- TEXT SECTION:
====

Shyam Kambeyanda: Yes, there’s a broad-based European stimulus and then there’s the German-based European stimulus. And we’re actively working both. And so the view for us is I think the Finance Minister in Germany went into place two days ago, if I’m not mistaken. And so as a result now, we feel that the German economy begins to sort of activate some of the things that they have talked about through the election cycle by the third and fourth quarter. But that being said, there’s other activity in Europe in terms of how we’ve seen orders come in, how we’ve seen the activity level, which gives us strong confidence that it only gets better from what we’re already seeing, and trillion dollars into the European economy would be extraordinary, Nathan.
And so our view of that is no better FABTECH company positioned for that. No better gas control business position to take advantage of that infrastructure and build out in the European market. So, yes, it’s a positive, and none of that is in our forecast, and we expect that as those things come into play, we’ll begin to see things sort of shift more positive for us in the rest of the world.
Nathan Jones: Great. Thanks for taking my questions.
Shyam Kambeyanda: Thanks Nathan.
Operator: Your next question comes from the line of Neal Burk from UBS. Your line is open.
Neal Burk: Hey thanks. One question on the guidance. If my math is right, I guess Bavaria adds about $20 million of revenue to this year and you increased EBITDA by about $2.5 million. So, I’m just curious, how much of that increase is from Bavaria and does the guidance embed any kind of like macro uncertainty given what we’re seeing right now with tariffs?
Kevin Johnson: Yes. Shyam mentioned — so you’re correct, it’s just over $20 million, it’s roughly the right number for Bavaria that we put through. And then the change in the profit guidance was largely Bavaria reading through on the numbers. We expect Bavaria to be EPS neutral, as Shyam mentioned in his script, in the first year. That means that it’s slightly below our fleet average. We have a couple of good synergy opportunities with that business that we’re going to roll out in the first year, and it will be accretive, quite a bit accretive by the second year. But in the first year, it’s just slightly below. So, you’re seeing $2.5 million to $3 million kind of range of profit reading through on that $20 million of revenue.

====

- RECORDS SHOWN:
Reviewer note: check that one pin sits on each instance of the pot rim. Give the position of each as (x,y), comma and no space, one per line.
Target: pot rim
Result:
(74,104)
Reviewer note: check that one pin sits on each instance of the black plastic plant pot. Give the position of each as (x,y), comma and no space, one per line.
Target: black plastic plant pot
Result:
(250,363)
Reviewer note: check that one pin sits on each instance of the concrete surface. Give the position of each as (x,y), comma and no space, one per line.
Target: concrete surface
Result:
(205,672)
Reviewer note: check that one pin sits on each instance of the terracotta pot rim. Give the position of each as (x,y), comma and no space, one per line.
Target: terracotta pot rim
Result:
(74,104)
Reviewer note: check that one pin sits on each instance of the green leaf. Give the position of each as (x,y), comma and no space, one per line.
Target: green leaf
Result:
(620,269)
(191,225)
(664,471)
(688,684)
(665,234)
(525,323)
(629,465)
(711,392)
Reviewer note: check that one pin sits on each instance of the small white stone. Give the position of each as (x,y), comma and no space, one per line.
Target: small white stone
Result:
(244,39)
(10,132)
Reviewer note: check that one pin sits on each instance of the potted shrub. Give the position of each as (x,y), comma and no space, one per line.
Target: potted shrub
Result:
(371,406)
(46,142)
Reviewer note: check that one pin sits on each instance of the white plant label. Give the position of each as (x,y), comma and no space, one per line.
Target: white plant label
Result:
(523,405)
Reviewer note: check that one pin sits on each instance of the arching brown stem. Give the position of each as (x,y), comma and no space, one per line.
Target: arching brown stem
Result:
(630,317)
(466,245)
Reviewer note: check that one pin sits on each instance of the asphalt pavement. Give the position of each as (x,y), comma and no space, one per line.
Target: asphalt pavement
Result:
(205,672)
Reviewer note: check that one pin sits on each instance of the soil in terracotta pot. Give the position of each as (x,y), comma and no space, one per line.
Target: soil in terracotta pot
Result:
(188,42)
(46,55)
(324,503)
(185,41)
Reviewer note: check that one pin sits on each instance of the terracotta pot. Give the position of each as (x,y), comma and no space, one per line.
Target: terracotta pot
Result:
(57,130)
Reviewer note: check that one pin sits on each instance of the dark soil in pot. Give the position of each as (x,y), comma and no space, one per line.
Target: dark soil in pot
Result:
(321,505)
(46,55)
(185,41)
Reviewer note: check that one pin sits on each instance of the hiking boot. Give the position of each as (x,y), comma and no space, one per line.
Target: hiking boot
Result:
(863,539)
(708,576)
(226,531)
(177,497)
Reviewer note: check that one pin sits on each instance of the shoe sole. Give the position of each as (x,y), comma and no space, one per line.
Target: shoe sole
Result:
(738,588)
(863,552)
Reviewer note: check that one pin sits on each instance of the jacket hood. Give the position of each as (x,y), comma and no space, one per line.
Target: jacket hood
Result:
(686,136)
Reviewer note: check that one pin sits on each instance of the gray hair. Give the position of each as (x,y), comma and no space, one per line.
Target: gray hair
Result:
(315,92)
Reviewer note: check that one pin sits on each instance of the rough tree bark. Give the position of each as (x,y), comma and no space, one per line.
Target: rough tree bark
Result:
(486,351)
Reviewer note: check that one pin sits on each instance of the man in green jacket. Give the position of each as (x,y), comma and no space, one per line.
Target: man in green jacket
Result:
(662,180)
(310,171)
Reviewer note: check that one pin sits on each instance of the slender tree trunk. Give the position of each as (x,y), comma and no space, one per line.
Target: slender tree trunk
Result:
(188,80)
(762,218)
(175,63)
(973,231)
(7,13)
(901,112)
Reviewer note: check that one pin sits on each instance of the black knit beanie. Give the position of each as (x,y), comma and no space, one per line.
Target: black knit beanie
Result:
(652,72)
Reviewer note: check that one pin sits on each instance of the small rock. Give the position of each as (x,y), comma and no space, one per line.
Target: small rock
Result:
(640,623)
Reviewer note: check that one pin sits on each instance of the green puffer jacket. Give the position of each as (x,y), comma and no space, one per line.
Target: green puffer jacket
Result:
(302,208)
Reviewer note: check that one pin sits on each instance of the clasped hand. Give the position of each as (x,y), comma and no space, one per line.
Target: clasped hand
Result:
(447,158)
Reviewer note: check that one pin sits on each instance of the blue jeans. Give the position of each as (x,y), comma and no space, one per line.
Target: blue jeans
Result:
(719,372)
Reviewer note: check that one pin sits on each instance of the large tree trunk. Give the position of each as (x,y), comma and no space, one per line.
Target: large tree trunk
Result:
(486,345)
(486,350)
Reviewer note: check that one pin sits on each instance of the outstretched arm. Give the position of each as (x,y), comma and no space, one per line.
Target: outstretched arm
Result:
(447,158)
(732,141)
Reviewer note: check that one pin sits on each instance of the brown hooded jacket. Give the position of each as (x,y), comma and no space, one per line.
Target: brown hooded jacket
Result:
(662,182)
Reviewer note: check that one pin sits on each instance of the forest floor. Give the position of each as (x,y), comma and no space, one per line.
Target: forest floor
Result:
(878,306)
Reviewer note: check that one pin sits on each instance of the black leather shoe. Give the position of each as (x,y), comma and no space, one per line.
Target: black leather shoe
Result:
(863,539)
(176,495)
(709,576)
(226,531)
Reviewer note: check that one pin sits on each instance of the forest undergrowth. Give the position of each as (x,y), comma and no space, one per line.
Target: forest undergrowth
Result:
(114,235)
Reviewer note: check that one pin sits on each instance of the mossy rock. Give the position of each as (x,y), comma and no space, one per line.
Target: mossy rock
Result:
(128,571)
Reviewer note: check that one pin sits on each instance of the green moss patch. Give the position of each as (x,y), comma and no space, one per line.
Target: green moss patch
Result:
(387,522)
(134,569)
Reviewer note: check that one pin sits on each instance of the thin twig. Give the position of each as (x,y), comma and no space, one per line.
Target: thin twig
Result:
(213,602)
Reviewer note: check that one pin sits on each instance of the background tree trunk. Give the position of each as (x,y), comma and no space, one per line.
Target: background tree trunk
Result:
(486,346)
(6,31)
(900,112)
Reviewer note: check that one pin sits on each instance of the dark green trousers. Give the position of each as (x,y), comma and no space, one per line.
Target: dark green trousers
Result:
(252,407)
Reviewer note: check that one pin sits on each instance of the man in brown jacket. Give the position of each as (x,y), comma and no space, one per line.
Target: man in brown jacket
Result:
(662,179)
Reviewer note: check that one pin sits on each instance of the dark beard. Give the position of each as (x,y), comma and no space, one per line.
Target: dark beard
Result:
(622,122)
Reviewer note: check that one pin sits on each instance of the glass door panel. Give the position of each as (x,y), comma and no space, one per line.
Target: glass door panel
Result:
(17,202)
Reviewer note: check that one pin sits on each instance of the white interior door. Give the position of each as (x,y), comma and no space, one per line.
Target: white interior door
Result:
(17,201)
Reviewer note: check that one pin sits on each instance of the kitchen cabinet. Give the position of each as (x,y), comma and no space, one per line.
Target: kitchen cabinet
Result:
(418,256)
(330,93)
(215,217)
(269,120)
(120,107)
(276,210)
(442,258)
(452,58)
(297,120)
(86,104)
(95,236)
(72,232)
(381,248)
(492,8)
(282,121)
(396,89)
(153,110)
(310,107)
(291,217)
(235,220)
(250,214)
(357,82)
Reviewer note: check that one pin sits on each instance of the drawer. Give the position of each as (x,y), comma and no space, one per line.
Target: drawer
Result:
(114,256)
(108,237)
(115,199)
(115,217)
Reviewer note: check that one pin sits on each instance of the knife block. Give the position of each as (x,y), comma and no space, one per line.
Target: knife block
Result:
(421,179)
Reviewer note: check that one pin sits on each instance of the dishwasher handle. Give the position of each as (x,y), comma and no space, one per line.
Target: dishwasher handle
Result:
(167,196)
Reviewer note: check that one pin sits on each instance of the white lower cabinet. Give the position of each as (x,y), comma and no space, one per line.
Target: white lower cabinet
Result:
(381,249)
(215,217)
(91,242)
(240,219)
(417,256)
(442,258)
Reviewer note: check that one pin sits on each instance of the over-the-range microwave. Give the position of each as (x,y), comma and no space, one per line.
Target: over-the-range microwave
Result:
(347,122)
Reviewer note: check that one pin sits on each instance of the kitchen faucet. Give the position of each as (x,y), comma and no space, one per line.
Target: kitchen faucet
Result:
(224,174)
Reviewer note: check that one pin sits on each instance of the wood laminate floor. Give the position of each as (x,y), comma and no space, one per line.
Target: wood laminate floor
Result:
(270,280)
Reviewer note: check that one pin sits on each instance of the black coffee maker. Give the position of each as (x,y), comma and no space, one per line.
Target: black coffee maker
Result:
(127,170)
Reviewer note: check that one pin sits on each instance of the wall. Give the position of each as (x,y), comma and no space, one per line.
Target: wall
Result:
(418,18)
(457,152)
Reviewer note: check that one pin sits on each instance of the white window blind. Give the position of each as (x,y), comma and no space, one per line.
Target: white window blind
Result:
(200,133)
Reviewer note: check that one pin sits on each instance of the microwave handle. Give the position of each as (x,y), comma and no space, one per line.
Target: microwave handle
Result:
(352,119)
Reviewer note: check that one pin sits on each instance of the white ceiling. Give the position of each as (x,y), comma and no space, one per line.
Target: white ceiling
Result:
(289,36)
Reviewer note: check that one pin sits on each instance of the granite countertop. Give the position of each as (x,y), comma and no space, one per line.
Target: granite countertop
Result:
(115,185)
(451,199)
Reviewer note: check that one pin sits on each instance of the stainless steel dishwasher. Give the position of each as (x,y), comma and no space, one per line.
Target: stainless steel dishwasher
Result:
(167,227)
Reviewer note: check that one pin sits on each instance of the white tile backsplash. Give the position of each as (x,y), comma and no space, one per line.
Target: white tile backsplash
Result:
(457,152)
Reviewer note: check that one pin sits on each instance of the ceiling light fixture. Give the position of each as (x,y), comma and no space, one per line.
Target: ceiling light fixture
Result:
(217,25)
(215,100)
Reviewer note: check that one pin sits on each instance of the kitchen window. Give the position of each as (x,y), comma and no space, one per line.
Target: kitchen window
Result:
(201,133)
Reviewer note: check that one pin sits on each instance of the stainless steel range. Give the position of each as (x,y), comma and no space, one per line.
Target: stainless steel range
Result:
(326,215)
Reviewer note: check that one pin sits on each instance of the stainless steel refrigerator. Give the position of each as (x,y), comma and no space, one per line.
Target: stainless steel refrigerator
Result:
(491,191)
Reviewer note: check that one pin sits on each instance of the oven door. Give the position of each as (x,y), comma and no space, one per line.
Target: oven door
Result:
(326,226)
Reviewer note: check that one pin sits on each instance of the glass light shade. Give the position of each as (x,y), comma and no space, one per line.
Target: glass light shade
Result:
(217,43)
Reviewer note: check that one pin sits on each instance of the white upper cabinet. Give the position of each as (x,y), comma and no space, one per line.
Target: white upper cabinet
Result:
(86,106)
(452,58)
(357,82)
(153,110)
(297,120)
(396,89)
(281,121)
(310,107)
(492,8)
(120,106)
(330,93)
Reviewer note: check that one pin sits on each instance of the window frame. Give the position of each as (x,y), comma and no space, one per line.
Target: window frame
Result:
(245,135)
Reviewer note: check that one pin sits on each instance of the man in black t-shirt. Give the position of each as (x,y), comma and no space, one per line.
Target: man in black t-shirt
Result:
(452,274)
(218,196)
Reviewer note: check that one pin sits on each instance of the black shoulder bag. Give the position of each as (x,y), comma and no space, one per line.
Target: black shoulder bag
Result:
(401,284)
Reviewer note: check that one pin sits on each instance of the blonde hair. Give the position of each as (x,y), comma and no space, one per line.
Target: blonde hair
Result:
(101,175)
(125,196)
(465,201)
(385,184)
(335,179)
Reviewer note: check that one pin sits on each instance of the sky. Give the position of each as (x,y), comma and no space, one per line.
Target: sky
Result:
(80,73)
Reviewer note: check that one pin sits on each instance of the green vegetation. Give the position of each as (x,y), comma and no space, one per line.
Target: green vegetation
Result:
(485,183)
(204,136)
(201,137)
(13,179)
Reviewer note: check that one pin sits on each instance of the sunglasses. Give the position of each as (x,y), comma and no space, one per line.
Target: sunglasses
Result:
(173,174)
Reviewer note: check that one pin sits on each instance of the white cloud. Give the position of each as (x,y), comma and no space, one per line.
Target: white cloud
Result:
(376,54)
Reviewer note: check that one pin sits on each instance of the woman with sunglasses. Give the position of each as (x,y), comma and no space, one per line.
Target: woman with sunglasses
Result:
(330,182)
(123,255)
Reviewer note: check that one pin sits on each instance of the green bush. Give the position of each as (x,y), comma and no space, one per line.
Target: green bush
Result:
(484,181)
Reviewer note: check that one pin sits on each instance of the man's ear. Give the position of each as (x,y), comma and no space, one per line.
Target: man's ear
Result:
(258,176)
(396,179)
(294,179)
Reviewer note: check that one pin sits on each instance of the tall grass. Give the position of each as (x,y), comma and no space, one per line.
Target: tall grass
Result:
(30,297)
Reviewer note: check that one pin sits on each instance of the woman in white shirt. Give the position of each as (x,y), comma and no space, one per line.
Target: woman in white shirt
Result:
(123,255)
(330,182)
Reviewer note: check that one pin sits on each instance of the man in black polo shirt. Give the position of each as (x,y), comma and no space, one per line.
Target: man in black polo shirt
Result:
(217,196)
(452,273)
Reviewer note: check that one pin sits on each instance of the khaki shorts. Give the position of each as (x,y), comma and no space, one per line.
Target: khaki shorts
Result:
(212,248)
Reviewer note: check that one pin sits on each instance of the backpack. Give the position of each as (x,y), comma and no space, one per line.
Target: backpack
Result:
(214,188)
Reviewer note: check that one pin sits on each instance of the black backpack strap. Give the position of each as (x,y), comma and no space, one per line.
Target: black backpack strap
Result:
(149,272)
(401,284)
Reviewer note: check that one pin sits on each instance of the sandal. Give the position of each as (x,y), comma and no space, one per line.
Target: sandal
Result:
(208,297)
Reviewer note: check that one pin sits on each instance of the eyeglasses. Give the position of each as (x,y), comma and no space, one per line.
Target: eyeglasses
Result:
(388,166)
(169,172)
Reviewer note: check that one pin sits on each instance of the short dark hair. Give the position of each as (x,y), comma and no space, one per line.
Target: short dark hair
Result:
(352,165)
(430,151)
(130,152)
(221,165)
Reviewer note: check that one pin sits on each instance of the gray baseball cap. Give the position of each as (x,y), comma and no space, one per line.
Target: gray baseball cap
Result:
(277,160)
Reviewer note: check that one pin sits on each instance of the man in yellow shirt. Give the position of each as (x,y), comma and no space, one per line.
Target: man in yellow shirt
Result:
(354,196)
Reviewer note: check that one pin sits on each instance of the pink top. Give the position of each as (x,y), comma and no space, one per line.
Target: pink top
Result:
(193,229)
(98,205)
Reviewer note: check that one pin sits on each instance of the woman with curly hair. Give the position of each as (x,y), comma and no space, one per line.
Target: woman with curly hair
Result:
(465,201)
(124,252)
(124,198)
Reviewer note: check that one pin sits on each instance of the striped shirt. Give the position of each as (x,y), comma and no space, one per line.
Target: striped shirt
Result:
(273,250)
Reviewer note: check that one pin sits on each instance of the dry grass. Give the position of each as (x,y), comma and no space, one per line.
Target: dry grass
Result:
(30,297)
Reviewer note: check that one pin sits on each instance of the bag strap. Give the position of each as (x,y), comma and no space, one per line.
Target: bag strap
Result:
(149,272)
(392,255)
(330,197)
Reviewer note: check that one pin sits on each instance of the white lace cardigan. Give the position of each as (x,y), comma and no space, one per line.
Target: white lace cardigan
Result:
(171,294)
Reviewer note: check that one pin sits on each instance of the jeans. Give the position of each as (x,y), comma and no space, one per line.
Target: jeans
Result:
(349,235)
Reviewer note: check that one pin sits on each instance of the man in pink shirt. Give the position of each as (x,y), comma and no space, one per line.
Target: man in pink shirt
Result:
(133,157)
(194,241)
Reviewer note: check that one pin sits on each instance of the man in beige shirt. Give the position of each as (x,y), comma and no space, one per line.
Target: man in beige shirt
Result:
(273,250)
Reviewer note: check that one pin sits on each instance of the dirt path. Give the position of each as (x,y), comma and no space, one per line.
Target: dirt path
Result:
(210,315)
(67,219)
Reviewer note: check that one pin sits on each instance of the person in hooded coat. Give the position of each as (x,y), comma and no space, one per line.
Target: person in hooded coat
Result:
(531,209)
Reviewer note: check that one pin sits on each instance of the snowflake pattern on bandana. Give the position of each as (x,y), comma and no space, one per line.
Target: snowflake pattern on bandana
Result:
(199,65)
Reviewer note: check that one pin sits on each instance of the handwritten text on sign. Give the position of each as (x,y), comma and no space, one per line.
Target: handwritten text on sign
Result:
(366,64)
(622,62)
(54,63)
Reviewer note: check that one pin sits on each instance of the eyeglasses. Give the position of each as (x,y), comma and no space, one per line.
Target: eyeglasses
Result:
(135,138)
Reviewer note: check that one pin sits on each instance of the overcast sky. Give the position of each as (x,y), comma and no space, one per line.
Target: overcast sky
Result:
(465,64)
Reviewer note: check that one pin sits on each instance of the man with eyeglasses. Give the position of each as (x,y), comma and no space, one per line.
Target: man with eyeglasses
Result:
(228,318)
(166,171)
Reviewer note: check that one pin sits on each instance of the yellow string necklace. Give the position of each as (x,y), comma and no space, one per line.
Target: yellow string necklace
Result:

====

- WORK TASK: Reproduce the earnings call excerpt from "Nathan Jones: Great." to "line is open." word for word.

- EXERCISE ANSWER:
Nathan Jones: Great. Thanks for taking my questions.
Shyam Kambeyanda: Thanks Nathan.
Operator: Your next question comes from the line of Neal Burk from UBS. Your line is open.